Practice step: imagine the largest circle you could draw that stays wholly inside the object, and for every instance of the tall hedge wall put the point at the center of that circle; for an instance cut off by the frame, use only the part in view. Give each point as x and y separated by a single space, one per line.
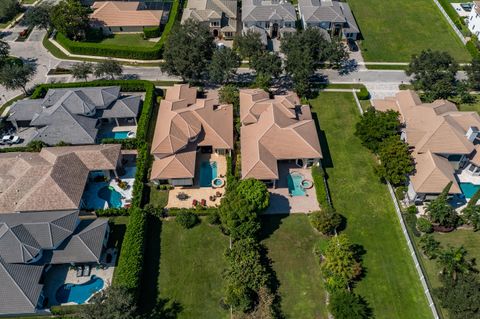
125 52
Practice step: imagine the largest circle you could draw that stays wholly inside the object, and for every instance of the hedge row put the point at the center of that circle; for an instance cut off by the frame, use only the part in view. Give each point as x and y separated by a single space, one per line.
130 264
126 52
318 175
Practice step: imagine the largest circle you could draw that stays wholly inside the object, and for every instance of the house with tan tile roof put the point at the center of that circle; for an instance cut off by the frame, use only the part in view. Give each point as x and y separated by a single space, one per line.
53 179
274 130
187 125
120 16
444 143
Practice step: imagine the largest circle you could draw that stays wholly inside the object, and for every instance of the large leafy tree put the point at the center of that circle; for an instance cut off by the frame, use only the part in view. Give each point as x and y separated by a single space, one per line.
454 261
395 160
70 17
460 296
434 73
248 45
8 9
16 76
375 126
473 73
188 50
224 65
111 303
39 16
346 305
440 211
339 264
110 68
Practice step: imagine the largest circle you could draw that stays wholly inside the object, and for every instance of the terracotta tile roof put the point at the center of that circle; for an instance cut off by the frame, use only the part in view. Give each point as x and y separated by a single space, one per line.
53 179
185 123
274 129
124 14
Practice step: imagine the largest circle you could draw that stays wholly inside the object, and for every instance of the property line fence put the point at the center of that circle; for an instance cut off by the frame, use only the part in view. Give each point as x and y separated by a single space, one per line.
413 253
457 32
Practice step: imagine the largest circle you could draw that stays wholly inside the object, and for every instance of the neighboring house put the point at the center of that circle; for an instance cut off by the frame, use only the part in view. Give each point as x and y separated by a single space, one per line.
444 143
274 16
185 126
219 15
128 17
55 178
331 15
75 115
273 130
474 19
31 242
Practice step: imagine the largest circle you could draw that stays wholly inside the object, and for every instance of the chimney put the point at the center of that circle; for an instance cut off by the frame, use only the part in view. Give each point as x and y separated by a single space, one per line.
472 133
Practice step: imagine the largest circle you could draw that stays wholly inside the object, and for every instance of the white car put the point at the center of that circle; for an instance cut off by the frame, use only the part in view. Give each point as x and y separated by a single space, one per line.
10 139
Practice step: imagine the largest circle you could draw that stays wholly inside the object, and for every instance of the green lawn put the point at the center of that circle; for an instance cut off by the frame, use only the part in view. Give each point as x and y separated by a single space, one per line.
130 40
191 266
290 241
394 30
391 285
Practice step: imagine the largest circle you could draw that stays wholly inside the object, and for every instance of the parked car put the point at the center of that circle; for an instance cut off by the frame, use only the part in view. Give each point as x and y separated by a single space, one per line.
10 139
352 45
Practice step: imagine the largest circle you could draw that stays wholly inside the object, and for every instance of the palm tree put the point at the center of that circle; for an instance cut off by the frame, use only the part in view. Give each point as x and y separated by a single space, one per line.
453 261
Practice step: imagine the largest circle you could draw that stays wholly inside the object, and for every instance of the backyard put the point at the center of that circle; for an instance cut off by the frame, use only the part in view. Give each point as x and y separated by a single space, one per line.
290 241
391 285
189 278
394 30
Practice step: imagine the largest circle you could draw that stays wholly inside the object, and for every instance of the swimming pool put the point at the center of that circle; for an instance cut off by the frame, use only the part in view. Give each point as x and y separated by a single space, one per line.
294 181
111 196
468 189
208 172
79 294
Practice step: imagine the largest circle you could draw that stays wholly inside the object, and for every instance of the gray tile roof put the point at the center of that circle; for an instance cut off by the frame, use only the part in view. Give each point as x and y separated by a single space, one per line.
71 115
20 287
256 10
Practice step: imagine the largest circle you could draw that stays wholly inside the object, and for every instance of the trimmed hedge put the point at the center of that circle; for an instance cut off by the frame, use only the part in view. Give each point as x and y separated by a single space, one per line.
126 52
151 32
318 175
130 263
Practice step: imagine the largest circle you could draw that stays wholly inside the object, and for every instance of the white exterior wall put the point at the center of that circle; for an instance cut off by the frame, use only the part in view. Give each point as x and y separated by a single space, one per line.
474 21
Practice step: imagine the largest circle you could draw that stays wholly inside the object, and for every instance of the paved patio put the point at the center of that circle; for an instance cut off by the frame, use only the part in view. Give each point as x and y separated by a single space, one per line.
280 200
197 192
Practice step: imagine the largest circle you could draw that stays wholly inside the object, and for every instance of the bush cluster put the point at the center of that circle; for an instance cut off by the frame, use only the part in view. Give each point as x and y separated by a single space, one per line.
126 52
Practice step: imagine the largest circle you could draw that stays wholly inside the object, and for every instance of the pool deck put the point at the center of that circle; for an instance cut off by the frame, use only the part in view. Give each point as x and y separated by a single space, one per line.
280 200
197 192
58 275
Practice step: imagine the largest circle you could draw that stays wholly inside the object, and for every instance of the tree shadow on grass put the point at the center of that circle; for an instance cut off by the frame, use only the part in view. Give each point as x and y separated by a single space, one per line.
149 284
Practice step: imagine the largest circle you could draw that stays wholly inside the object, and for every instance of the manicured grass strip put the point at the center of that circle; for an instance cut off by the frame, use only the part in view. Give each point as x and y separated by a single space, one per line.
391 285
394 30
290 241
191 266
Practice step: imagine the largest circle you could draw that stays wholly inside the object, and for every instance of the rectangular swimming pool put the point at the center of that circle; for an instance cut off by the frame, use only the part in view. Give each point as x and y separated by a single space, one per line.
208 172
469 189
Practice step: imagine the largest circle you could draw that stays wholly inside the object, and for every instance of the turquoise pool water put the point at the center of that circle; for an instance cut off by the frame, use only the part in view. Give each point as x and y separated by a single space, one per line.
294 181
468 189
79 294
111 196
208 172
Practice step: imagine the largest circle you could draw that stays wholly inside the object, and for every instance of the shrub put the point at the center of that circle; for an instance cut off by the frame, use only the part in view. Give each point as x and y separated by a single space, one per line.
151 32
363 94
187 219
424 225
326 220
130 263
214 218
318 175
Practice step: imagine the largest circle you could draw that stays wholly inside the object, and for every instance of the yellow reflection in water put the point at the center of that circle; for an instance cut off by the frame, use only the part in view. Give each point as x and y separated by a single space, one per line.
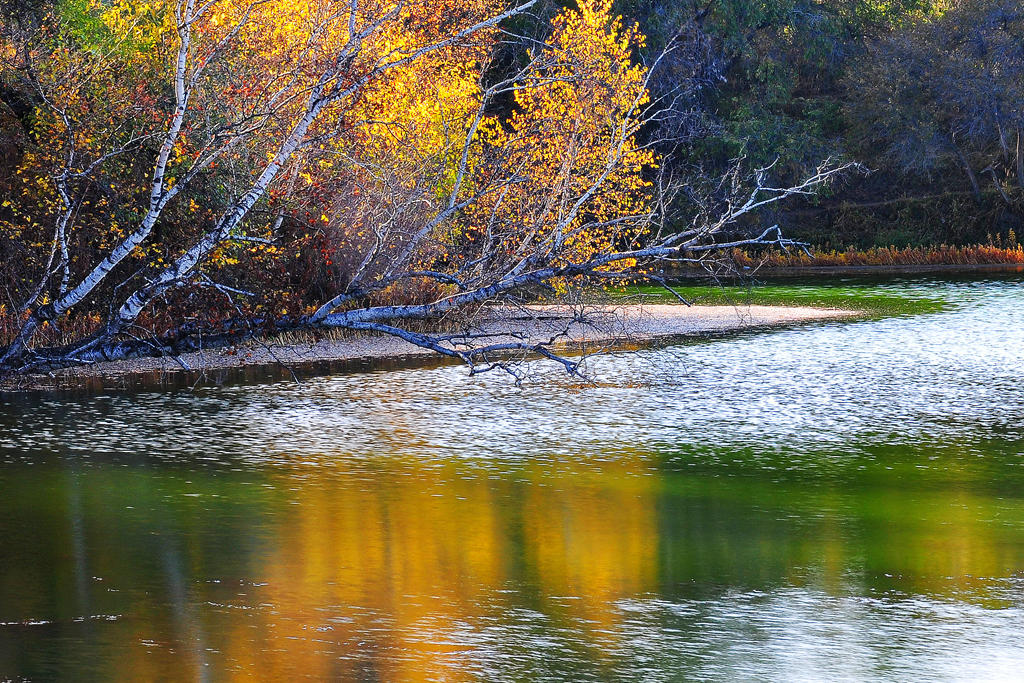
411 558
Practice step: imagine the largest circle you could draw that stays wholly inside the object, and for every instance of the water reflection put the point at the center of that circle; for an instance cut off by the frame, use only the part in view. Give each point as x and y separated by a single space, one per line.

- _Given request_
Your task is to repeat the data above exactly while excluding the pictures.

- _Result of the exercise_
Practice step: imagine the largest circle you could draw that stays wholly inside the object, and for every instance of the tall hedge wall put the point at the center of that circle; for an instance cut off by the frame, use only the part in view. Give each point as x and y separated by a single space, one per line.
125 52
Practice step: imagine the largest circle you could draw that stays wholly inside the object, and for every instance of the hedge row put the point at the center of that circle; for an instance cut off by the frame, use only the part in view. Give each point as x and y separated by a single space, one per line.
130 264
126 52
318 175
Practice step: imagine the largest circle you could draw that stays wholly inside the object, and for every instance of the house with tan tile roof put the point at the center of that circle; for an instance cut off by the frame, use only the part in view. Give each point as x and y separated by a single space, one per line.
53 179
274 130
187 125
120 16
444 143
Practice step: imagine the largest circle you could draw that stays wholly inside the object, and for every instance of the large leafy tree put the point at the center of that circle; for an instance cut off by the frame, use only the part in view. Give each point as x and y separated by a single space, one per line.
454 261
395 160
70 17
460 296
434 73
248 45
8 9
16 76
375 126
473 73
188 50
224 65
111 303
39 16
346 305
440 211
339 264
110 68
Practice step: imagine the largest circle you could draw that stays wholly inside the object, and for every instance of the terracotta tile roof put the point at the center of that circle; for an instance cut off by the frame, use only the part in view. Give each point as x and y separated by a single space, one per line.
53 179
185 123
274 129
124 14
Practice step: imagine the largest circle you could draw that stays wholly inside the object, and for every instance of the property line fence put the point at the center of that circle; for an instance cut off by the frame, use only the part in view. Give each point as x and y separated by a single space, one per line.
413 253
457 32
Practice step: imagine the largest circle you could draw that stays wholly inside the object, and for every instance of the neighboring house put the point at the center of that circle; for an instance cut off by the frame, use only the part in view. Give each point as x and y separated by a single space, one per line.
444 143
274 16
185 126
219 15
128 17
55 178
331 15
75 115
273 130
474 19
31 242
Practice step: imagine the largest circle you could draw that stays wholly inside the object, and for every instance of the chimney put the point at the center of that circle; for an instance cut off by the frame, use only the part in view. Give each point as x and y separated by a single space, one per line.
472 133
Practice step: imagine the largest circle you could draw that stays wholly inside the object, and for every instance of the white car put the point at the center of that circle; for an instance cut off by the frame, use only the part in view. Give each point as x and y separated by a single space, one per line.
10 139
Practice step: imagine the largest circle you could draw that stays wholly inside the object, and for every instance of the green lawn put the point at the center of that circle; for an instance cut off by the frame, use only the part in view. Give each point as x and y separated by a single space, one per line.
130 40
191 266
290 241
394 30
391 285
Practice step: imagine the largest circle you could draw that stays wholly inside the object, and for every instance of the parked car put the point at the center of that circle; for an instance cut off by the frame, use only the part in view. Give each point as x and y separated by a single space, one per line.
10 139
352 45
Practice step: imagine the largest circle you could draw that stays wholly inside the object, and for every instance of the palm tree put the point at the center of that circle; for an instance cut off by the frame, use only the part in view. Give each point as x and y separated by a single space, one per line.
453 261
Practice step: imagine the largest circle you could draw that stays wholly inside the object, and for every instance of the backyard put the point at the center of that circle; for an instance cut off by the frame, use only the part in view. Give each point as x and y separated by a single space, one per line.
290 241
391 285
189 278
394 30
Practice step: imagine the largest circle you could draw that stays wholly inside the object, and for every instance of the swimming pool put the point at the center of that circle; for an instance cut off by the frame, use only the part in view. Give each point as x and y separated by a single space, one per line.
294 181
111 196
468 189
208 172
79 294
Practice step: imagine the largest circle you could draw that stays wholly inside the object, and for every instance of the gray tile roof put the point at the center of that circle; for an instance cut off by the frame, use only the part in view. Give each point as x and y separated by a single space, one per line.
71 115
20 287
256 10
Practice step: imagine the largest circle you could draw that stays wholly inside the object, and for every instance of the trimmed hedge put the point at the center of that circle; for an instance cut off by the frame, use only the part in view. Give each point as x and y separated by a single space, one per line.
126 52
151 32
318 175
130 263
Practice step: imagine the largest circle you could draw that stays wholly inside the object, and for every instance of the white exterior wall put the point at the center of that circle; for an instance cut off by the frame, use only the part in view. Give each point as x and y separated by a single space, one per line.
474 21
Practice step: imagine the largest circle you could draw that stays wholly inside the object, and for every instance of the paved patio put the point at the center of that circle; for an instance cut off by the frame, use only the part in view. Give each point as x and y separated by a single space, one per line.
280 200
197 192
Practice step: imagine the largest circle you could draw that stays wholly inside the object, and for every instance of the bush cluster put the point at the center of that circle; for an instance cut off by the frame, use only the part in view. Give each point as x and y separated by a single space, one per line.
126 52
Practice step: imagine the largest circle you could draw that stays wholly inside the object, and for every instance of the pool deck put the point at the center of that circle; for an instance cut off by the frame, use only the part in view. Give each point as x and y separated by a single space, one per line.
280 200
197 192
58 275
Practice step: imagine the largest circle you could draw that stays wholly inside the object, and for every instance of the tree shadow on grass put the point at the center of that circle; for an instance cut off by the frame, use only the part in view. Give each point as x and y separated by a single space, one per line.
149 284
Practice step: imagine the largest circle you could draw that stays wholly inside the object, and for every instance of the manicured grass strip put the point at the center of that circle; for an instance cut off by the frame, use only the part in view. Give each point as x and y separated by a single space, one per line.
391 285
394 30
290 241
191 266
Practice step: imagine the largest circle you could draw that stays wholly inside the object, and for every instance of the rectangular swimming pool put the point at the center of that circle; for an instance cut off by the frame, use only the part in view. Give each point as x and y separated by a single space, one per line.
208 172
469 189
Practice step: imagine the largest circle you could draw that stays wholly inside the object, and for every instance of the turquoise pool water put the point at the center of that circle; for an instance cut off by the frame, use only the part in view. Give each point as x and y separated by a single space, one per line.
294 181
468 189
79 294
111 196
208 172
Practice step: imagine the largest circle you could draw that stays wholly inside the object, and for every instance of the shrub put the point at the center of that circle; for an instance cut off by the frame, use only the part in view. Give each point as x and y separated by a single space, one per line.
151 32
363 94
187 219
424 225
326 220
130 263
214 218
318 175
Practice step: imagine the largest circle you could draw that stays wholly inside the object, and for every instance of the yellow reflection in water put the point at the center of that circle; for an instance cut off by the frame, use only the part in view. Give each point as x and y separated by a single space, one per line.
411 558
Practice step: imagine the largest circle you could draw that stays wholly inside the object, and for every instance of the water reflection put the point at the center of that circle; for an instance cut off by the frame, use only the part in view. Give each point as x and y separated by a single space, one per line.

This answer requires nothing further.